| Excerpt to read |
------------------------------------------------------------

However, in person viewings are not allowed in many countries, including where
I live, Scotland. But from experience, physical house viewings are really
useful for getting the feel for a house. For example, when looking just at
individual photographs on a website, it is sometimes hard to understand how
the rooms all fit together.

So to scratch this itch, I put together a fully panoramic, click through, tour
of my house. This was substantially inspired by functionality on a famous
mapping website.

It took several weeks of evenings and weekends to polish, but I am quite proud
of the result. I think the tour is really slick, and gives a good feel for the
house.

I suspect few of you are looking to buy a house in Scotland. Moreover, people
care about technology on this site, so let’s talk about the tech.

At the very start, I found this requires a 360 camera. I tried stitching
panoramas together from individual photographs, but that did not have good
results. Then, once the images are converted into the right format, we need a
panorama viewer. We settled upon Marzipano, which is a brilliant, as are a few
other contenders. Marzipano also has a decent tour generation tool.

This is where the customization, polish, and value added began. For example, I
wanted a clickable mini map, which would moreover show both your position and
orientation. So I integrated Leaflet with the Marzipano tour, in both
directions. I also added the ability to zoom into places such as cupboards,
which is more appropriate than navigating full scene change.

Separately, I think there’s the open question of whether this could be
commercialized. Can money be made from creating tours like this for other
house sellers, as a service? Perhaps. Estate agency fees can be quite high.
However, it would require some more up front work to the make the whole thing,
end-to-end, a much faster process. For example, cross referencing the scenes
together, and setting the orientation information, was quite time consuming.

------------------------------------------------------------

| Exercise instructions |
1 > Answer these questions from the house-tour excerpt, giving each answer on its own line and marking it with the matching letter:
(a) In what country does the author live?
(b) Which panorama viewer did the author settle upon?
(c) What did the author integrate with the tour to provide the clickable mini map?
2 > Identify every example that the house-tour excerpt introduces with the words "For example," and summarize each one briefly.
3 > Extract the passage from the house-tour excerpt starting at "At the very" and ending at "tour generation tool.".

------------------------------------------------------------

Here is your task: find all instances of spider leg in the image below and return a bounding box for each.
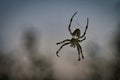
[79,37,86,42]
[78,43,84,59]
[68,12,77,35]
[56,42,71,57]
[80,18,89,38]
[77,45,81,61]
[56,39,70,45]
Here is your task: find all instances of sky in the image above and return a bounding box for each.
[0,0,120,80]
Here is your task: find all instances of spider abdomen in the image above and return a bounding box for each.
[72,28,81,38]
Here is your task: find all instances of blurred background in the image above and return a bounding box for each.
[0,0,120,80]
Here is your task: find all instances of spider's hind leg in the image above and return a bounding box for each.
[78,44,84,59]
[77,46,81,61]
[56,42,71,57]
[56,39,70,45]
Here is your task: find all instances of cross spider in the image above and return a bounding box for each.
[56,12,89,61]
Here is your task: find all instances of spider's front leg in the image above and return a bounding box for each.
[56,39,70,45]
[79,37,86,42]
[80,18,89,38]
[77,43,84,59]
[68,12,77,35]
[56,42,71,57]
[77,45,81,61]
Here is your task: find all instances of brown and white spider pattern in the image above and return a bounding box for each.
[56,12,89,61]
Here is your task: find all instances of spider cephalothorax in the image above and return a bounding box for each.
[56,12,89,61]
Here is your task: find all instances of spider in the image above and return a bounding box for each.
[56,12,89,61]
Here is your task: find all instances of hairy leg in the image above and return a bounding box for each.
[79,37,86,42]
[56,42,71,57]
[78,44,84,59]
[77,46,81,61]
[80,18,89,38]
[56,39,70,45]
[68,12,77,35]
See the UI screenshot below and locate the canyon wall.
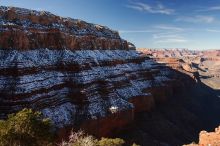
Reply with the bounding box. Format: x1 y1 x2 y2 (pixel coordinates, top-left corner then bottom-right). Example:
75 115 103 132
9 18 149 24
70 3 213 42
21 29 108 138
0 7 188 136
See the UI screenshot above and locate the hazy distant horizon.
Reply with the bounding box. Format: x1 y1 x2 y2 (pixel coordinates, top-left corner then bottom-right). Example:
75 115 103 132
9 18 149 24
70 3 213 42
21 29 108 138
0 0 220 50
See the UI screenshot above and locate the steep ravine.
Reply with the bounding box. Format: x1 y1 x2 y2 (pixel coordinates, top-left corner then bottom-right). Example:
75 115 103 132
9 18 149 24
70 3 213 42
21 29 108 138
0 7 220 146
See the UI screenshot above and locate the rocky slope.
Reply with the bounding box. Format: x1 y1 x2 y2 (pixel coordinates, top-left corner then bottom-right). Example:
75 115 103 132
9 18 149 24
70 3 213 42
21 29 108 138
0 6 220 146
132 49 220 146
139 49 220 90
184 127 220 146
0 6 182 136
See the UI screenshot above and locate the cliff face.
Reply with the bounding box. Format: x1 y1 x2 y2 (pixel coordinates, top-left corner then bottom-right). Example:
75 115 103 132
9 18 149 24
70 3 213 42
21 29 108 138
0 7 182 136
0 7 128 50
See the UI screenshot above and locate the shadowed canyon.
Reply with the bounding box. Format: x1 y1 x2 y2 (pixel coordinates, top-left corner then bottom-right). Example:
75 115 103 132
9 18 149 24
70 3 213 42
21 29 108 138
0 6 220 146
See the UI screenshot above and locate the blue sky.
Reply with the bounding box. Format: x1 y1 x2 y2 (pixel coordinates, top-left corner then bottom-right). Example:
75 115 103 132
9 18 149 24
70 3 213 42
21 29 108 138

------------------------------------------------------------

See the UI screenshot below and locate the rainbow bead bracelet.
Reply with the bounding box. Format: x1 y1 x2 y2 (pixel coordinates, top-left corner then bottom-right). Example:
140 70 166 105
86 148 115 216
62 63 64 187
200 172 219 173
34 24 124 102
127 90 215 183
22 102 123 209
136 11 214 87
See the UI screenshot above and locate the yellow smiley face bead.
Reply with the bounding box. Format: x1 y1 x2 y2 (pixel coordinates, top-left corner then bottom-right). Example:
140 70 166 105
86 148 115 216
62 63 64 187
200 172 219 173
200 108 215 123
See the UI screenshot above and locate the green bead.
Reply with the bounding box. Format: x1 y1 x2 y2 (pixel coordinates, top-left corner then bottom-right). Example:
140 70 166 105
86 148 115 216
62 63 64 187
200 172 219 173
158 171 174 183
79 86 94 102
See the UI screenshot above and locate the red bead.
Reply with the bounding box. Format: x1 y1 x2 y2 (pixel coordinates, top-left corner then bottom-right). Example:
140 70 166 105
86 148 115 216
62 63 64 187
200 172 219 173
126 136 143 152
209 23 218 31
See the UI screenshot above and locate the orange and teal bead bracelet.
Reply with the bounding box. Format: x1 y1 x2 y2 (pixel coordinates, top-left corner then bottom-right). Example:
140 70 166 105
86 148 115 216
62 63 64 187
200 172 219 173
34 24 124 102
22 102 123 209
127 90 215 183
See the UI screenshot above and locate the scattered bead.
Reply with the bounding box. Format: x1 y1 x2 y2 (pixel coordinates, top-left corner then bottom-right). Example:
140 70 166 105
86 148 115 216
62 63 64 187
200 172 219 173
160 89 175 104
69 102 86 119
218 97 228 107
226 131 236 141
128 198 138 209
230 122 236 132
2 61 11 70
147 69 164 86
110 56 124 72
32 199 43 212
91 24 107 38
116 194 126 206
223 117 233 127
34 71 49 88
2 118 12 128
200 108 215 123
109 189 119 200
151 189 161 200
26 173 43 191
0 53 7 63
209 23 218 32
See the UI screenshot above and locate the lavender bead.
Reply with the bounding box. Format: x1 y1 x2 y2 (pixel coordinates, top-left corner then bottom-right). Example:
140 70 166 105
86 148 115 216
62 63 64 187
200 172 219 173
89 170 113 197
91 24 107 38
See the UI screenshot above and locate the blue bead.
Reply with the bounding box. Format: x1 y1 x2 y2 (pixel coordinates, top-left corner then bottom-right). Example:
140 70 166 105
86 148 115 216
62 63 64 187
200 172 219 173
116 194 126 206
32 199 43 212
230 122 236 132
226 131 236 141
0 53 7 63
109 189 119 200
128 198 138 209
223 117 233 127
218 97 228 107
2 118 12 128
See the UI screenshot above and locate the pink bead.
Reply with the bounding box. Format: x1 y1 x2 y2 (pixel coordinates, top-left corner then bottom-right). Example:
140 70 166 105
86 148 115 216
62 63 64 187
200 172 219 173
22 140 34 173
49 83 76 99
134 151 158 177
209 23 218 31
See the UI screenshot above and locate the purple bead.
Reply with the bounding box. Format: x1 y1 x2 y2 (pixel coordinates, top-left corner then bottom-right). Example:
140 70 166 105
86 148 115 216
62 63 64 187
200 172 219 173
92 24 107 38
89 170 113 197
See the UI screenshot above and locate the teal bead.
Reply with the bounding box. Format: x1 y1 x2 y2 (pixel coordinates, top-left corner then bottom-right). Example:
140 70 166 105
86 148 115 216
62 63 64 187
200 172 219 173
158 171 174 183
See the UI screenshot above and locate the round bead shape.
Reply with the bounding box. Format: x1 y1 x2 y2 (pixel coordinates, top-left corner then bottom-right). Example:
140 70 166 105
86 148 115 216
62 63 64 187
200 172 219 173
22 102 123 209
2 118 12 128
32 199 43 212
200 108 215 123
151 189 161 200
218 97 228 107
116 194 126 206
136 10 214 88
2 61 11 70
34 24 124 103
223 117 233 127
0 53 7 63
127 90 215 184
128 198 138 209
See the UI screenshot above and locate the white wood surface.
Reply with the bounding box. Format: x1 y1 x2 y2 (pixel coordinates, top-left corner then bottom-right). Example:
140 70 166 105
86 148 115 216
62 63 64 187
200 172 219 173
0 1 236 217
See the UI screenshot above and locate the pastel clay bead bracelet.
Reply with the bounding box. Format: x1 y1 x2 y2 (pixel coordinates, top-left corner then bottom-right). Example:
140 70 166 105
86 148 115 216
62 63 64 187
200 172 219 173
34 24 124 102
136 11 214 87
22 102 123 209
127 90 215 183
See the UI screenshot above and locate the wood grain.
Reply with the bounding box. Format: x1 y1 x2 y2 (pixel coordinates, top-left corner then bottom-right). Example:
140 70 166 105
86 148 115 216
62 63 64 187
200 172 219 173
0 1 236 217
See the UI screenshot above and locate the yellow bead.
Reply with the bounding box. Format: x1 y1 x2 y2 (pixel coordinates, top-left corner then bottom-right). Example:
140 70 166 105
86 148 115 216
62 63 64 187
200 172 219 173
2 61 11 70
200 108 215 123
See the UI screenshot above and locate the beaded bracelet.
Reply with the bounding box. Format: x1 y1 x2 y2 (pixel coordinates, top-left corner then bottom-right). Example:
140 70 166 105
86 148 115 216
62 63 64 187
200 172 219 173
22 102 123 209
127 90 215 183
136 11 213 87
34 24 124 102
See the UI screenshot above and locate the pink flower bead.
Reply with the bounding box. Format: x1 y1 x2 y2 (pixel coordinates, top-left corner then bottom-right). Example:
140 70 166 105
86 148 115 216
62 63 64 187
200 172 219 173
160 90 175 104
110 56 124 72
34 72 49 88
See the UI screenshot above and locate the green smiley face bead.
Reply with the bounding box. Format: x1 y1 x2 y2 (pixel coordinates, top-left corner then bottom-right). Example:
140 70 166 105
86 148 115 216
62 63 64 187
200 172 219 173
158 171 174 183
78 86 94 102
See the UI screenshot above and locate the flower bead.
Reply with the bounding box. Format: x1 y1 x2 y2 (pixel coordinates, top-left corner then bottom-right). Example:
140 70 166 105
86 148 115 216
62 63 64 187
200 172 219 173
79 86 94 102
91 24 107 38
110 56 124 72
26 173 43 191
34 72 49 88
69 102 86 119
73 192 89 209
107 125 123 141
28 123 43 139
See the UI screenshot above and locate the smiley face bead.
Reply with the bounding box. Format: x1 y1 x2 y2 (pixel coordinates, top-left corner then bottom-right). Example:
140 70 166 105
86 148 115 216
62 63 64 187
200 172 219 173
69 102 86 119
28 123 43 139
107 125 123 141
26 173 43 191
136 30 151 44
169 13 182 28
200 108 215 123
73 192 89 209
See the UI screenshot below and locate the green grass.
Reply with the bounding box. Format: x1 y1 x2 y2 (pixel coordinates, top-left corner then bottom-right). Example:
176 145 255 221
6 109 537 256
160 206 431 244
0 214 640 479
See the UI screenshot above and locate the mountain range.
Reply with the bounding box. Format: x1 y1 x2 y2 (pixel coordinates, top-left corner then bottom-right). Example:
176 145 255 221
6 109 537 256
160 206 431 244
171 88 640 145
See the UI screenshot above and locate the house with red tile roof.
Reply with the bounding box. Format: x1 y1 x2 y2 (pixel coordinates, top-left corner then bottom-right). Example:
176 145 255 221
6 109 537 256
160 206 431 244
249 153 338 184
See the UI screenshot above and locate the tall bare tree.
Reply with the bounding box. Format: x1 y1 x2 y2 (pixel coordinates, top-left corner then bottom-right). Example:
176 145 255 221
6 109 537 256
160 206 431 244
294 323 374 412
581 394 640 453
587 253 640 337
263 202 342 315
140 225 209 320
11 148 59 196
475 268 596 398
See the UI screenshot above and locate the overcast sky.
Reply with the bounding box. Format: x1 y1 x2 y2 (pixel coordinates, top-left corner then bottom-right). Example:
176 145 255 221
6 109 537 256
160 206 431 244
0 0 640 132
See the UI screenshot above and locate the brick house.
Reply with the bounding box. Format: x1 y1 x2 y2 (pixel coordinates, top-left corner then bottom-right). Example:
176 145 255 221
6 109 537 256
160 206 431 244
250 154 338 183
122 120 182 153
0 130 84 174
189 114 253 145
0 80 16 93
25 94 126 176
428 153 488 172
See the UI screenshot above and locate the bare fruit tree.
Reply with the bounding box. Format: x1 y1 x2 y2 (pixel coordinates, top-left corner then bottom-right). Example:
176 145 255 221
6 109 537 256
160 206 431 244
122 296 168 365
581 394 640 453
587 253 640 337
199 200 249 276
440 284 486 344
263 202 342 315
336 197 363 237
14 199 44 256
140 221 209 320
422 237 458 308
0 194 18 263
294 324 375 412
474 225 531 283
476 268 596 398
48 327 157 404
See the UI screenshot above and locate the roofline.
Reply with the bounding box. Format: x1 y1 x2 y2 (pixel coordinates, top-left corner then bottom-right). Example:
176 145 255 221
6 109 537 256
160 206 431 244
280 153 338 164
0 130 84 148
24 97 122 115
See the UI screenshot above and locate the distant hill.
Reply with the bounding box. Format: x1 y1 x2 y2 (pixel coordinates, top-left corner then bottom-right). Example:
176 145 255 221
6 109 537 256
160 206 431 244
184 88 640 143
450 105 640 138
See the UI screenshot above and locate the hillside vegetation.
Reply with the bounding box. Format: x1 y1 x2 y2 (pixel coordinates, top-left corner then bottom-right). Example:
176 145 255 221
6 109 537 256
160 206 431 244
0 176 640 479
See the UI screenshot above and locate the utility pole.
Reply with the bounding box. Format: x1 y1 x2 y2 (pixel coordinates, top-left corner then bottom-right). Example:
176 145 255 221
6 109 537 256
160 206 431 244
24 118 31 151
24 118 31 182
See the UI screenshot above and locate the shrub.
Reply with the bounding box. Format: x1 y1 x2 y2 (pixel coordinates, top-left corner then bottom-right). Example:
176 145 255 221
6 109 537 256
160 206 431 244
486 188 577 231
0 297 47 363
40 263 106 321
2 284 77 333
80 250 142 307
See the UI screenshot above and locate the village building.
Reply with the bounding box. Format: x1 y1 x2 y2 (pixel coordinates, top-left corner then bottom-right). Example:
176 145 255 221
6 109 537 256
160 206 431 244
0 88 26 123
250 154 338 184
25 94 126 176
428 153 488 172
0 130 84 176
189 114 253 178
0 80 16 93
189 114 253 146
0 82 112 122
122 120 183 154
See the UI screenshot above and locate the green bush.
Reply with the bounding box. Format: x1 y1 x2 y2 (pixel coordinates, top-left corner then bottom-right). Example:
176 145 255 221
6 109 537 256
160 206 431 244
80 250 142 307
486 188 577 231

------------------------------------------------------------

| Solutions to the tasks |
1 >
(a) Scotland.
(b) Marzipano.
(c) Leaflet.

2 >
- When looking only at individual photographs on a website, it is sometimes hard to understand how the rooms fit together.
- The author wanted a clickable mini map that would show both the viewer's position and orientation.
- Cross referencing the scenes together and setting the orientation information was quite time consuming.

3 >
At the very start, I found this requires a 360 camera. I tried stitching
panoramas together from individual photographs, but that did not have good
results. Then, once the images are converted into the right format, we need a
panorama viewer. We settled upon Marzipano, which is a brilliant, as are a few
other contenders. Marzipano also has a decent tour generation tool.